### [Set task a]
Please answer these from the Nexus One page below, one answer a line, each marked like its question:
(i) What "Last updated" date does the page give?
(ii) On what date was the connection to the Virgin Mobile network in Calgary first made?
(iii) According to the page, which Canadian network was the only one the AWS version would work on?

## START Text shown

Google App Engine

The Google Nexus One and Android

Copyright 2011 by Stephen Vermeulen
Last updated: 2011 Mar 06

3g alone appear beta brings certainly configure convert cycle databases decided department easily effective except formats game gsm hack health https intended leave let medium middle minute mounting move netbooks particularly phones plan prefer proxy registration remove results road room said seem select selling showthread sim someone stick streamer successfully sure thoughts try volume whole word yet

The Google Nexus One Phone by HTC

  • 2010-Jul-21: It looks like Google is going to stop selling the Nexus One directly to end users. While this might make short-term business sense in North America I think this is rather short sighted on Google's part, if they had let the program run longer, perhaps with another few models being released they might have found more significant results to the effort. Well only about 5 days have passe since Google issued their warning and now the last stock is gone, further discussion here on Slashdot. I still think Google should have stuck to the program on this one, perhaps allowing it to be purchased in more foreign countries (which are less dependent on the carrier-subsidy model that distorts the US market) and perhaps they could have offered lease to own type purchase arrangements, so that Americans could have bought the phone on a "low monthly payment". [9304]
  • 2010-Jul-09: How to get Ubuntu running on the Nexus One [9288]
  • 2010-Jul-09: The Google Nexus One Phone does work on Virgin Mobile in Canada. As of 26-Mar-2010 I was able to successfully connect my (ATT/Rogers style) Nexus One to the Virgin Mobile network in Calgary, Canada. It runs fine and with the data plan activated it works over the 3G (HSDPA) network quite nicely. Getting connected was much more painful than it needed to be. Here's the story:
    1. It all started when I heard from a couple of friends that the unlocked Nexus One was now available to Canadians and that they had taken the plunge. So I did a bit more research and found that there were now two variants: one (the AWS version - for "3G on T-Mobile USA") would only work on the Wind network in Canada and the other ("compatible with 3G on ATT and Rogers Wireless") should work on Rogers, Fido, Telus, Bell and Virgin. I ordered the ATT/Rogers version because it offered me more carrier choices in Canada.

## END Text shown

### [Set task b]
Resize the entries below, covering only the part that opens with the line containing "Where can you see the woman's" and closes with the line containing "Where can you see the black equipment", both lines included. Write out every line of that part, requests too, with each answer coordinate multiplied by 2.1 and rounded to a whole number, halves up.

## START Information shown

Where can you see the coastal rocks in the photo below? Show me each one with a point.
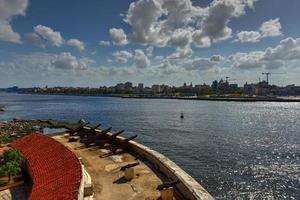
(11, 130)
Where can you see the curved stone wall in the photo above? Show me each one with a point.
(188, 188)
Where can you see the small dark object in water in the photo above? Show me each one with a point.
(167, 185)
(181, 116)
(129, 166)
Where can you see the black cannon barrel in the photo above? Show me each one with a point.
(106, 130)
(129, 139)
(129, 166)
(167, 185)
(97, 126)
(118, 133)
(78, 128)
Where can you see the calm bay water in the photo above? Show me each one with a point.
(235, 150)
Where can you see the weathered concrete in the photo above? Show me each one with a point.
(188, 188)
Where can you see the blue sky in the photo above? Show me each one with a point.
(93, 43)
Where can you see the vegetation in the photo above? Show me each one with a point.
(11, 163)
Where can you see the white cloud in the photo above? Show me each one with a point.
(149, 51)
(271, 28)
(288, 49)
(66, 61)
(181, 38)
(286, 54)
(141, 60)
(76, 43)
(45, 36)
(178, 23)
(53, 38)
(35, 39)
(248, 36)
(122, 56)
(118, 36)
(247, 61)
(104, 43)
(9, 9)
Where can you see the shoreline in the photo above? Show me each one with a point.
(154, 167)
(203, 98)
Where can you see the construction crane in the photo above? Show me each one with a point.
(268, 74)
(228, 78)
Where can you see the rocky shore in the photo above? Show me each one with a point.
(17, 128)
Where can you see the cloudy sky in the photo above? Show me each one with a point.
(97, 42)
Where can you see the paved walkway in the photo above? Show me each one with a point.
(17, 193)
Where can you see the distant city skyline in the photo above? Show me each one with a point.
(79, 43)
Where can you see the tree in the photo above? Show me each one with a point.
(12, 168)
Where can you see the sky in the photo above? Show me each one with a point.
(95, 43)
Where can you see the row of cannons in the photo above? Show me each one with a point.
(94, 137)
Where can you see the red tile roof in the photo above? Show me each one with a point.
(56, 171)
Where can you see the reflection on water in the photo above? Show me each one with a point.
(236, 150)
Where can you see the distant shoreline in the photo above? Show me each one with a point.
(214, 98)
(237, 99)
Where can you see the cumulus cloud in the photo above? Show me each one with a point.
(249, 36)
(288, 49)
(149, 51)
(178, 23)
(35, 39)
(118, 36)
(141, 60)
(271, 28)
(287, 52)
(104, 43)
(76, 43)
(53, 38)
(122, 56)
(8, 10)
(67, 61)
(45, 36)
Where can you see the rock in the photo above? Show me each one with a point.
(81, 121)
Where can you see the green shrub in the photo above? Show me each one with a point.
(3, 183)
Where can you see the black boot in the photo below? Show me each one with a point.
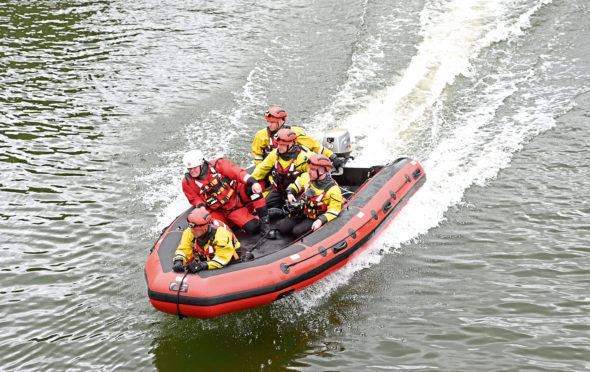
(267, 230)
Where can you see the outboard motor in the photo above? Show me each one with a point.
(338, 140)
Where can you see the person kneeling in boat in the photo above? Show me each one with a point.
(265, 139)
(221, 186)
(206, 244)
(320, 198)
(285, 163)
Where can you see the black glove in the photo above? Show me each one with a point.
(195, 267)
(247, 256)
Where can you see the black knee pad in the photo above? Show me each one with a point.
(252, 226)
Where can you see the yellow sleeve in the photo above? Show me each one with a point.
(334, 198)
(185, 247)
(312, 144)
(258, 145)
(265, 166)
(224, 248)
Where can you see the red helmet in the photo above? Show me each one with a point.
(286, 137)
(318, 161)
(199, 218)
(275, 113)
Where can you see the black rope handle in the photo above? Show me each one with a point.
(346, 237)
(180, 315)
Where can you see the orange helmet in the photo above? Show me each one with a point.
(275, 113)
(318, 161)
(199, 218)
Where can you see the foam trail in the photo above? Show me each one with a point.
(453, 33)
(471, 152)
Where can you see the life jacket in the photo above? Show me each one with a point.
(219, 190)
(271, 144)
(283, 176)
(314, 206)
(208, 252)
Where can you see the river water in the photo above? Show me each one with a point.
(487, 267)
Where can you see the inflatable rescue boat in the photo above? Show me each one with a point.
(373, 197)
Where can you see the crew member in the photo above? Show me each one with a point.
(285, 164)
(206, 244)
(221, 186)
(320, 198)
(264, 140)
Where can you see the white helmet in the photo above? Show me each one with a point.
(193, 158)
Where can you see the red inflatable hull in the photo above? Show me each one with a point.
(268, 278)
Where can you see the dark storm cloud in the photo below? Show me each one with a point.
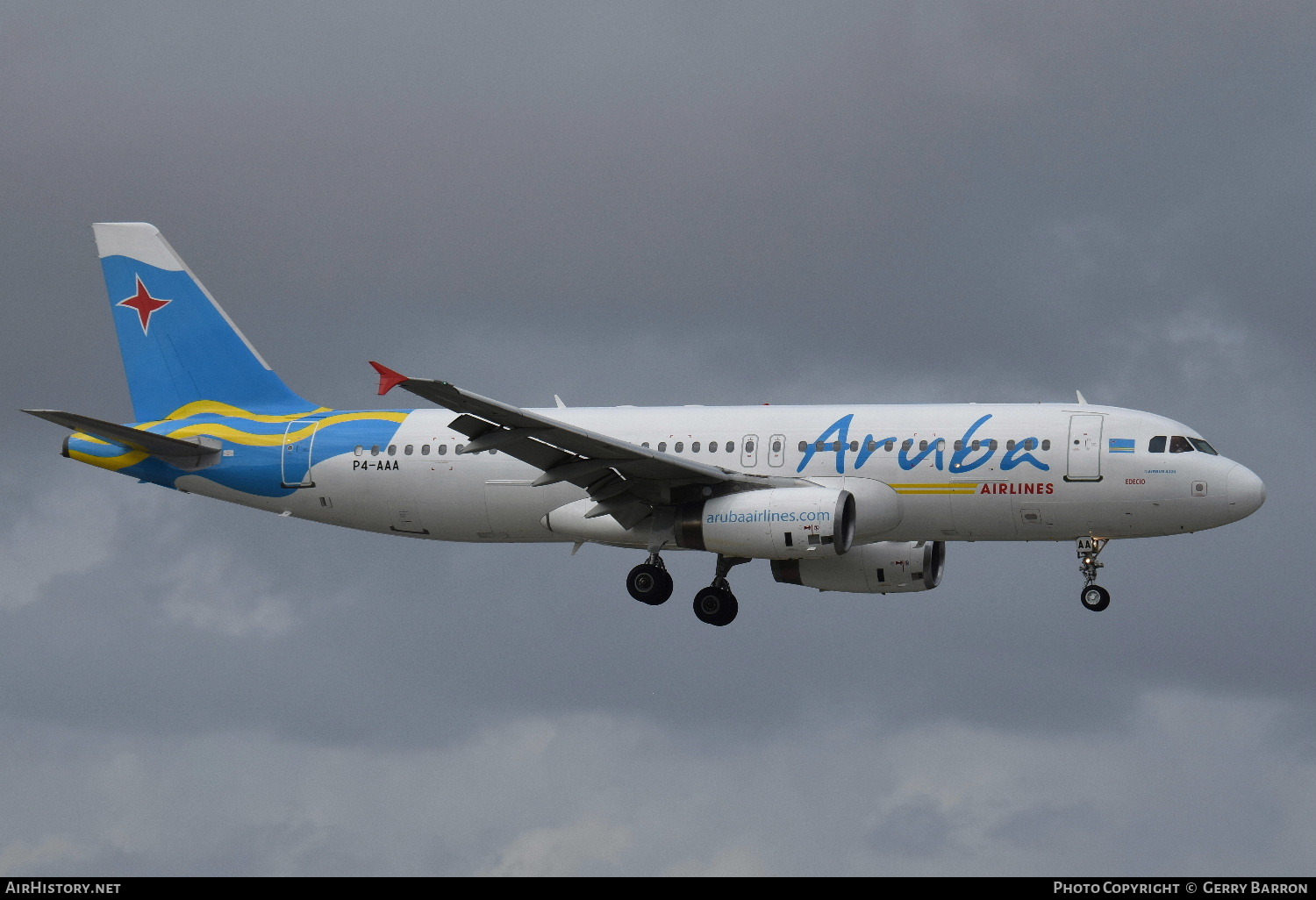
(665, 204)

## END Information shown
## START Information shown

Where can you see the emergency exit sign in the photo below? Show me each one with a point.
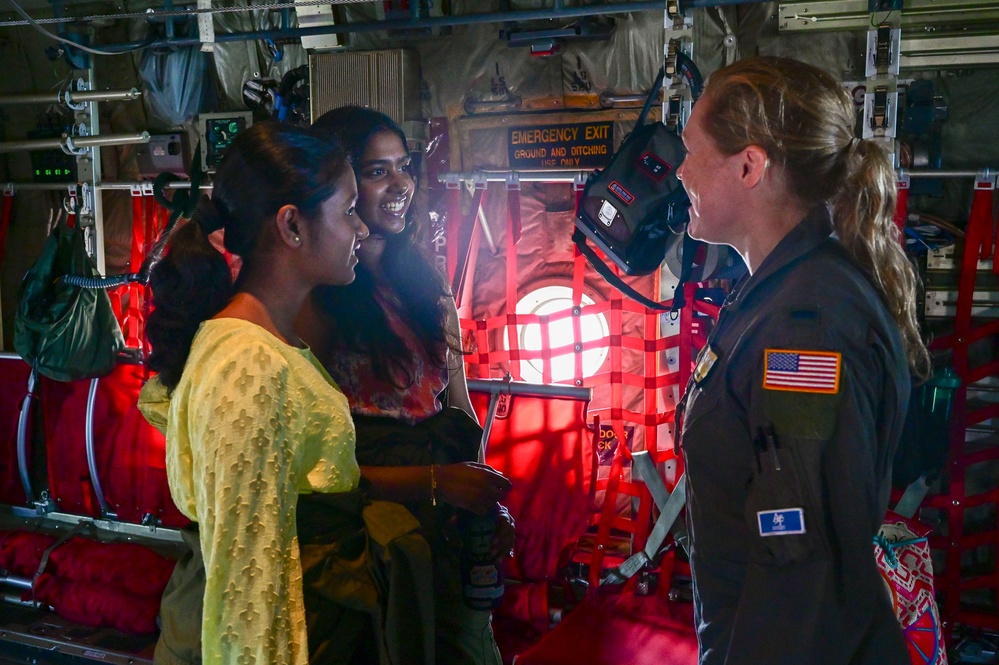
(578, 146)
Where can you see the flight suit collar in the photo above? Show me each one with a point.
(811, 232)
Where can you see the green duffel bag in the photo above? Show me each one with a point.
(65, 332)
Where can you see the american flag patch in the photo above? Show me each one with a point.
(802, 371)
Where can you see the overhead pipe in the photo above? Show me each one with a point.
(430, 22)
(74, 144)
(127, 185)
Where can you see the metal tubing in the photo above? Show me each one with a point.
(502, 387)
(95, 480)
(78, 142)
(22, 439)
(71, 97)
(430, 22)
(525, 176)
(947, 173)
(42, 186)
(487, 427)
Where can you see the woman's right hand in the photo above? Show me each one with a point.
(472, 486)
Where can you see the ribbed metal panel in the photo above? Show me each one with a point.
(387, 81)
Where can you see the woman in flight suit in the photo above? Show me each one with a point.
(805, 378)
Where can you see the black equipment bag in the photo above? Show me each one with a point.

## END Information shown
## START Information shown

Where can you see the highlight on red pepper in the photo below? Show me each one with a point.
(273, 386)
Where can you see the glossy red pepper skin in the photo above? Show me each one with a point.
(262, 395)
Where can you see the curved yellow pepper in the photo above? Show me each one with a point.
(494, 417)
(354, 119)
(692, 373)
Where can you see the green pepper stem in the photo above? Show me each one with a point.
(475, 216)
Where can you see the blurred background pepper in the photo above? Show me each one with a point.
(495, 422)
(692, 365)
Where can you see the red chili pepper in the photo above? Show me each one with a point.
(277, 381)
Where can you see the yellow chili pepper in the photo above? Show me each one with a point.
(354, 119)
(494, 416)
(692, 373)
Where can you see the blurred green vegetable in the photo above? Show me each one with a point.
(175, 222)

## END Information shown

### [Complete output a]
(i) 2011 Mar 06
(ii) 26-Mar-2010
(iii) Wind

### [Complete output b]
Where can you see the woman's right hand in the photo above? Show me each one with a point.
(991, 1021)
Where can you see the ribbed metal panel in the photo above? Show me each one with a point.
(813, 170)
Where can you see the woman in flight suit in the photo above? Show me each one with a point.
(1691, 794)
Where can you see the black equipment bag in the photo above? Show me each one with a point.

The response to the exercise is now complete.